# RECORD EXCERPTS:
________________

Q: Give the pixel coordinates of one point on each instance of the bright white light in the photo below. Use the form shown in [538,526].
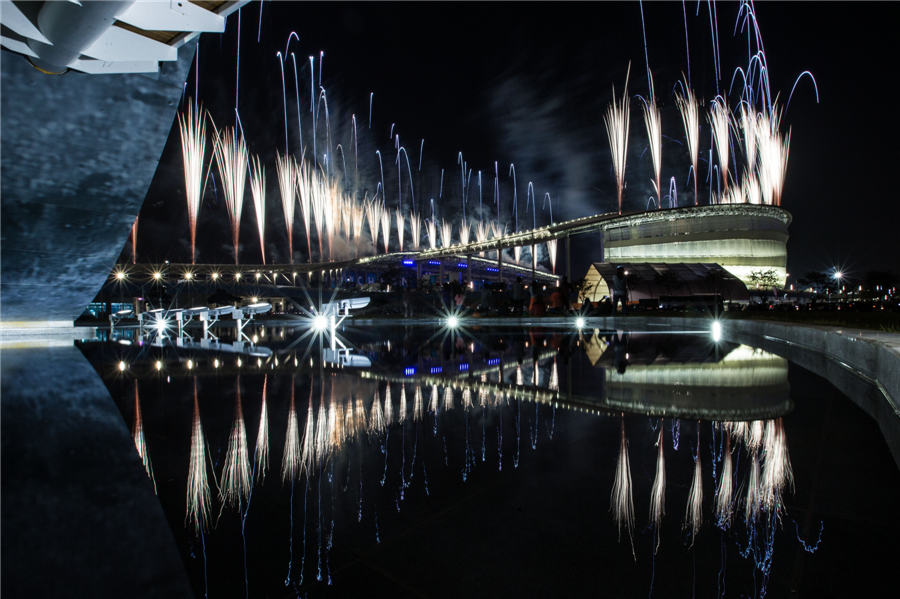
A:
[320,322]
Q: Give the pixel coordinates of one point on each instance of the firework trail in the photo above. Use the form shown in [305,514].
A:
[291,459]
[198,496]
[748,129]
[618,120]
[286,172]
[448,398]
[752,504]
[322,435]
[134,240]
[464,232]
[431,229]
[376,416]
[192,130]
[777,472]
[724,495]
[385,215]
[415,229]
[693,514]
[258,193]
[261,453]
[773,157]
[621,501]
[417,404]
[755,435]
[236,476]
[374,220]
[551,250]
[388,405]
[137,434]
[308,447]
[401,227]
[231,159]
[305,188]
[720,121]
[653,124]
[690,118]
[658,491]
[446,233]
[751,191]
[433,403]
[402,415]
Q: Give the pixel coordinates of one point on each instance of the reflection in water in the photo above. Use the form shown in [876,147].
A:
[724,499]
[236,478]
[621,499]
[693,515]
[349,439]
[658,492]
[261,452]
[198,496]
[138,435]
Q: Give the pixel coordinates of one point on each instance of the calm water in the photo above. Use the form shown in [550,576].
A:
[506,462]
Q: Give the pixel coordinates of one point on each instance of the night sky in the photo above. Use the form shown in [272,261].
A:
[529,84]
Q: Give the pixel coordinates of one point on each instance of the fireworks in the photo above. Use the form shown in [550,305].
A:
[261,453]
[376,416]
[724,501]
[258,193]
[236,470]
[198,497]
[415,229]
[231,158]
[401,227]
[618,119]
[446,233]
[621,501]
[291,459]
[777,471]
[551,250]
[720,121]
[690,118]
[773,157]
[693,513]
[138,435]
[464,232]
[658,491]
[192,129]
[652,121]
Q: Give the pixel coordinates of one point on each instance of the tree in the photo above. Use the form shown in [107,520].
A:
[763,278]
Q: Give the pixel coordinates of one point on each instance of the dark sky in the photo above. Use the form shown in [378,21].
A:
[528,84]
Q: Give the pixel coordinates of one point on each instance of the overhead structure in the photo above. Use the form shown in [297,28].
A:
[116,36]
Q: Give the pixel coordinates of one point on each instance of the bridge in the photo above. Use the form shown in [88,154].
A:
[737,236]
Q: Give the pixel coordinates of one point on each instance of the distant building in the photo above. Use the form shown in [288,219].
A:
[663,283]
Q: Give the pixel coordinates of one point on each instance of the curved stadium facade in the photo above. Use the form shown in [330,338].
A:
[745,239]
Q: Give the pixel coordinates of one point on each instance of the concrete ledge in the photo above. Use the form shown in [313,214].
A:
[872,355]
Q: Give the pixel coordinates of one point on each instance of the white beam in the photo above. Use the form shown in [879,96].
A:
[117,44]
[101,67]
[172,15]
[11,16]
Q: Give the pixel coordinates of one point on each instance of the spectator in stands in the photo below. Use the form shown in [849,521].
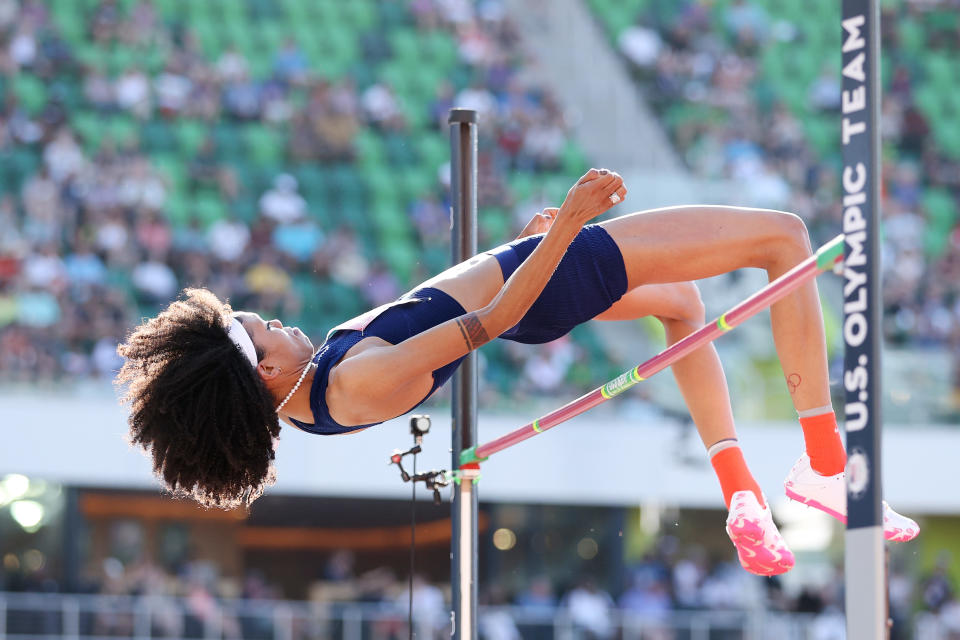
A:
[282,204]
[290,64]
[590,609]
[133,92]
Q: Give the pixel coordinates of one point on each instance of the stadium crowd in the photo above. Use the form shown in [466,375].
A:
[708,58]
[89,243]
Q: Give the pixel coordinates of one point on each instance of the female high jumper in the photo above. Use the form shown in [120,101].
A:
[207,384]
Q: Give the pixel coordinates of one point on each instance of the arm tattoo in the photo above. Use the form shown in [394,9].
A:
[472,331]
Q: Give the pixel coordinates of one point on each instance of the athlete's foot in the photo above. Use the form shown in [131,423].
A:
[759,545]
[829,494]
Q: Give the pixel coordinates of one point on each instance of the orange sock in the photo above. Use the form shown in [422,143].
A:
[734,475]
[822,437]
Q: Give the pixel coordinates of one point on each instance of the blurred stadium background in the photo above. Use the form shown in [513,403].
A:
[292,156]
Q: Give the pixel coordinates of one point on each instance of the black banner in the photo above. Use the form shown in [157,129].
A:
[862,307]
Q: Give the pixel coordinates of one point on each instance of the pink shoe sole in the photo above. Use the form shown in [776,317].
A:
[816,505]
[747,537]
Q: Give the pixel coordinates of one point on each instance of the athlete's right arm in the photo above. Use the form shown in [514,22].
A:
[400,369]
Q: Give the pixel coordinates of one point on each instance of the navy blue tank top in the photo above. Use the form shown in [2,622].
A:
[414,313]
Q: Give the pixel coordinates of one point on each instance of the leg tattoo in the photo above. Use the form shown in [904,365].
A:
[793,381]
[474,335]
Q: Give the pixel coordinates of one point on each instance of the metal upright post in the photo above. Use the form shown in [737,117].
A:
[866,580]
[463,192]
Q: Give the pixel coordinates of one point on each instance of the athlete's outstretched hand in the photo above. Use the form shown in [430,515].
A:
[540,223]
[593,194]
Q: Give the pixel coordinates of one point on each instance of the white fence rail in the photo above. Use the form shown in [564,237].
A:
[36,616]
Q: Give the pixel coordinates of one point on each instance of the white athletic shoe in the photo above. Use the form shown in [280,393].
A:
[829,494]
[759,545]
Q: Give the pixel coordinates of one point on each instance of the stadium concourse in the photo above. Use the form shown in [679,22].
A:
[290,155]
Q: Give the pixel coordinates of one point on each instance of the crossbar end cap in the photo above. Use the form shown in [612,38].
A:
[463,116]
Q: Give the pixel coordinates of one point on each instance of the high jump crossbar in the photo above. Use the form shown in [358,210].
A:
[825,258]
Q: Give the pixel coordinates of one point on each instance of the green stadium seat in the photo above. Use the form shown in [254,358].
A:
[208,207]
[265,146]
[228,139]
[30,91]
[157,136]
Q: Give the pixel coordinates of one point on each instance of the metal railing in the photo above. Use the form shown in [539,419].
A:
[36,616]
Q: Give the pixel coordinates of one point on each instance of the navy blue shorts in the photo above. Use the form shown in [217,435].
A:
[591,276]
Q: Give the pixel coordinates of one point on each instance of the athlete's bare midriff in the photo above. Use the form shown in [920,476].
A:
[473,284]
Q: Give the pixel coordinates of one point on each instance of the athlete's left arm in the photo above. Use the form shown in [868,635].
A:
[540,223]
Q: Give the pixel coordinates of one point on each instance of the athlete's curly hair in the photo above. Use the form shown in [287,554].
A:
[197,406]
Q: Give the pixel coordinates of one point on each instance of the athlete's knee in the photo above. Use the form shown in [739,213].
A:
[685,305]
[788,242]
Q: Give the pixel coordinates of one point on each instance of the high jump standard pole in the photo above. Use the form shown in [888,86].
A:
[865,568]
[825,258]
[463,230]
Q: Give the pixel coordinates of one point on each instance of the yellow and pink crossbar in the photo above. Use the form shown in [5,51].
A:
[824,259]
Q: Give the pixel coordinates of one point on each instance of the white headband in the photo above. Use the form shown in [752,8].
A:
[239,336]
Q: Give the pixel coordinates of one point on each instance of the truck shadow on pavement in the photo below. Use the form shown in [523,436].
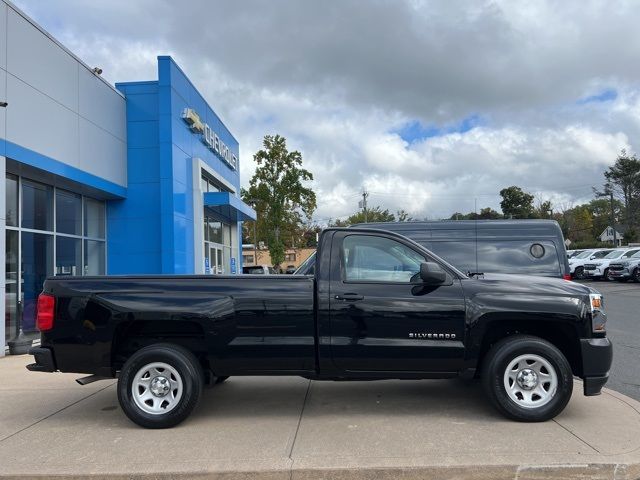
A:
[274,396]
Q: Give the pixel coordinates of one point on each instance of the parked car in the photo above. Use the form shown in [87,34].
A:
[259,270]
[599,269]
[379,306]
[576,264]
[626,269]
[531,247]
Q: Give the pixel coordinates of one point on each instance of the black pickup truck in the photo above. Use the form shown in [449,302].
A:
[379,306]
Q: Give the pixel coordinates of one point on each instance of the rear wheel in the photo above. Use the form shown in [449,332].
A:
[578,273]
[527,378]
[160,385]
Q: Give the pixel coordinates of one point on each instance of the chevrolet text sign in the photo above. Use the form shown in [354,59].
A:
[209,137]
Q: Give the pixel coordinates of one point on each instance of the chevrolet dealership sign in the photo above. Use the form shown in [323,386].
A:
[209,137]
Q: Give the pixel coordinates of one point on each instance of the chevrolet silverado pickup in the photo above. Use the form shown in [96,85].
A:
[378,306]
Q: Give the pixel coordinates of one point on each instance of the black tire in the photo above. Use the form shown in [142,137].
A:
[186,370]
[494,371]
[578,273]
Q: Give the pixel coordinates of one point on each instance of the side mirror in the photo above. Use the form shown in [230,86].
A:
[432,274]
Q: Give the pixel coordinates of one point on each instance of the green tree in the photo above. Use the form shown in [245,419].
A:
[600,209]
[488,214]
[278,193]
[544,210]
[375,214]
[578,224]
[403,216]
[631,235]
[623,181]
[516,203]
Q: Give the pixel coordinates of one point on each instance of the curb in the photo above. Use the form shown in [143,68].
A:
[604,471]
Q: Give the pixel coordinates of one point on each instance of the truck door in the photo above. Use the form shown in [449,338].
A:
[382,317]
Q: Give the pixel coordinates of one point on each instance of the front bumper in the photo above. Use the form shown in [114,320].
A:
[596,272]
[44,360]
[597,356]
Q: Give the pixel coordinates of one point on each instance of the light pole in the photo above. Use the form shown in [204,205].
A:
[253,203]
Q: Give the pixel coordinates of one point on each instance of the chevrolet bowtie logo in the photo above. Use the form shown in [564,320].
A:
[193,120]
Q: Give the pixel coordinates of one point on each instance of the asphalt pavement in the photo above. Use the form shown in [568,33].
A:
[622,304]
[288,428]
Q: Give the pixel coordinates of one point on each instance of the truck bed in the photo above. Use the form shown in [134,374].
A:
[247,320]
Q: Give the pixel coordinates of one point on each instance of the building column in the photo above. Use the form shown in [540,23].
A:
[3,250]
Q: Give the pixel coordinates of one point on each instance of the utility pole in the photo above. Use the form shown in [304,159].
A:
[613,218]
[363,204]
[254,203]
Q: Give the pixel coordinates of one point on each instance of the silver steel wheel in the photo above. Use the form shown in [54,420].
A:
[157,388]
[530,381]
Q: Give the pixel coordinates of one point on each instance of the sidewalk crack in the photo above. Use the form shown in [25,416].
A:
[54,413]
[582,440]
[295,435]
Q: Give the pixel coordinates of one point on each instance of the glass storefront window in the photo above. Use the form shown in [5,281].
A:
[36,265]
[37,206]
[11,322]
[93,218]
[68,213]
[94,257]
[11,190]
[68,256]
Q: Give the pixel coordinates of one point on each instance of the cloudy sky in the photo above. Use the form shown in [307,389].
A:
[433,107]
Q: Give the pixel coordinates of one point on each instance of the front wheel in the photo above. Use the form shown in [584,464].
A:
[527,378]
[160,385]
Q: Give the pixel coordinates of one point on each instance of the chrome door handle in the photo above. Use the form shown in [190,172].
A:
[349,297]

________________

# THE TASK:
Starting at the line that contains "shown in [25,416].", copy each line exactly through the end of the listing above. Include that first line and the last one, and add nothing.

# OUTPUT OF THE EXERCISE:
Q: Give the pixel coordinates of one point on each instance of the sidewalk crack in the photo above. Use the form shown in [25,416].
A:
[54,413]
[582,440]
[295,435]
Q: Give the pixel coordinates of one point on each instance of the glass storefront window in the photo above. Use the form shown in [5,281].
A:
[36,265]
[37,206]
[11,322]
[93,218]
[68,213]
[94,257]
[11,190]
[68,256]
Q: Give the pixel coordinates of one point on each instance of the cloudy sky in the photo above. Use the form shown in [307,389].
A:
[433,107]
Q: Give the pixel coordinates of one point on each instance of the front wheel in the photo above. Use the form shown in [584,464].
A:
[527,378]
[160,385]
Q: Give the pixel coordinates of one point on each instance of the chrome door handle in the photo above. Use the form shown in [190,172].
A:
[349,297]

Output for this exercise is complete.